What you will do:
The records that follow need to be output exactly as they are.

Listed entries:

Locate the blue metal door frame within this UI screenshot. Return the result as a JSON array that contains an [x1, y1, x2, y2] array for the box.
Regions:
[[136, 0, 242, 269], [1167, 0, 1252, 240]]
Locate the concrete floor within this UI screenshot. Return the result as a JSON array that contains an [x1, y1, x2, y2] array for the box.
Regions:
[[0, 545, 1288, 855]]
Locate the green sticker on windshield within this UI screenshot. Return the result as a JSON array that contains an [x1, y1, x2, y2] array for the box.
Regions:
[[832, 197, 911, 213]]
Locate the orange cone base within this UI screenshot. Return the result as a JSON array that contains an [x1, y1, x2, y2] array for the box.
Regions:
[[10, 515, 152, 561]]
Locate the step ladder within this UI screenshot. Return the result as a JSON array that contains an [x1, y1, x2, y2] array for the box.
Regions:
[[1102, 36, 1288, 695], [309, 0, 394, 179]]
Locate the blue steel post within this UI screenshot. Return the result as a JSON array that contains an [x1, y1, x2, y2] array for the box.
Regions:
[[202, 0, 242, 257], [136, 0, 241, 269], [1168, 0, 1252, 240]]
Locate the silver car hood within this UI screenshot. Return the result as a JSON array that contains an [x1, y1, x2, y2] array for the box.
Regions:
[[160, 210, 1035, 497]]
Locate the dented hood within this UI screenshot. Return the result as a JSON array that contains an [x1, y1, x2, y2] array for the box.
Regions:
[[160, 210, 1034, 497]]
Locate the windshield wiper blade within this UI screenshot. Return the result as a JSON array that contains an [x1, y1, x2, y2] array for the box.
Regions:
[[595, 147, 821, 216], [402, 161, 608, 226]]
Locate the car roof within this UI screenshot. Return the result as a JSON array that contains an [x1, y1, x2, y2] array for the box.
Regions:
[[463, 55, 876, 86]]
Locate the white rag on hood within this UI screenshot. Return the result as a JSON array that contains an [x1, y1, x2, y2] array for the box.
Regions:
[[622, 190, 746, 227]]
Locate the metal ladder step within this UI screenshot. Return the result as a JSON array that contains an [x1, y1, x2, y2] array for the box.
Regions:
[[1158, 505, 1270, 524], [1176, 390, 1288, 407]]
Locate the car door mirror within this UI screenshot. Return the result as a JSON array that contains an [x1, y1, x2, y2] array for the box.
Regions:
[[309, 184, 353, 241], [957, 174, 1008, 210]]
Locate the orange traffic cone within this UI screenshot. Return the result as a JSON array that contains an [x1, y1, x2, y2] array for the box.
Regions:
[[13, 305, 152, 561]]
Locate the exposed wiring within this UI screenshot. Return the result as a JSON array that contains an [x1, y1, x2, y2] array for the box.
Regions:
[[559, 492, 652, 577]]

Solution to this problem:
Locate the blue metal door frame within this UI screenshot. Return the result as a JSON array that contains an [x1, y1, x2, y2] array for the box.
Regions:
[[136, 0, 242, 269], [1167, 0, 1252, 240]]
Locate the concrete floor within this UI screenshot. Return the result as a JSON array that contains an [x1, y1, x2, y2] array for the box.
Regions:
[[0, 545, 1288, 855]]
Locate the green sticker on windshield within this UI screenshot. Return the result as a JSON array that contains an [x1, y1, x2, y2] array for the box.
Regions:
[[832, 197, 911, 213]]
Locate the orange cone base within this UI screenshot. Return the result as a JSON array that contains an [x1, y1, x2, y2] array for the box.
Regions:
[[10, 515, 152, 561]]
Locate the step ladder within this UI screenshot. Return the result as a JSON array that contains an [x1, y1, x2, y2] array for the box.
Regions:
[[1102, 36, 1288, 695], [309, 0, 394, 179]]
Locate the blue steel post within this UI screenshot. Return the result as a JSON array that contains an [x1, y1, x2, y2] array for the box.
Regions:
[[202, 0, 242, 257], [136, 0, 241, 269], [1168, 0, 1252, 240]]
Locate the silver car hood within this UI screenshot. Return the result as a JSON array that contains an [x1, y1, x2, y2] array for the box.
Regions:
[[160, 210, 1035, 497]]
Locate the dented hood within this UI screenshot. Return the result as a JSON array that contains an [x1, y1, x2, y2] array for the box.
Regions:
[[160, 210, 1034, 497]]
Locate the windshield wiper blade within this UI screenshot. Return the result as a JSON array that contains an [x1, y1, x2, y2] array for the box.
Regions:
[[595, 147, 821, 216], [402, 161, 608, 226]]
Locate the car roof within this UI screenshot. Return the result as a JSON array that contains an [x1, y1, x2, y2] array for the box.
Regions:
[[463, 55, 876, 86]]
Locate the white rag on hood within this UI screenshot. Return the result as a JSON array that contains an [x1, y1, x2, y2] array for the box.
Regions:
[[622, 190, 746, 227]]
Locate the metal ladder step within this UI screenshot. Return the result as a JSON array that contains an [x1, y1, x2, y2] array for the box.
Regions:
[[1158, 505, 1270, 524], [1176, 390, 1288, 407]]
Locate the car door mirror within this UI screenshot. Return the result as a JSON array that contains an [x1, y1, x2, y2] array for the box.
Regions:
[[309, 184, 353, 241], [957, 174, 1008, 210]]
Locate the orange traffic cone within this UI screenshot. Return the result as a JSON array that contains an [x1, y1, x2, y2] array for the box.
Regions:
[[13, 305, 152, 561]]
Locate the exposed wiring within this UI screenshot. Return the result as a JSON array that contains an [x1, y1, x2, y2] array for the box.
Regions:
[[559, 492, 652, 577]]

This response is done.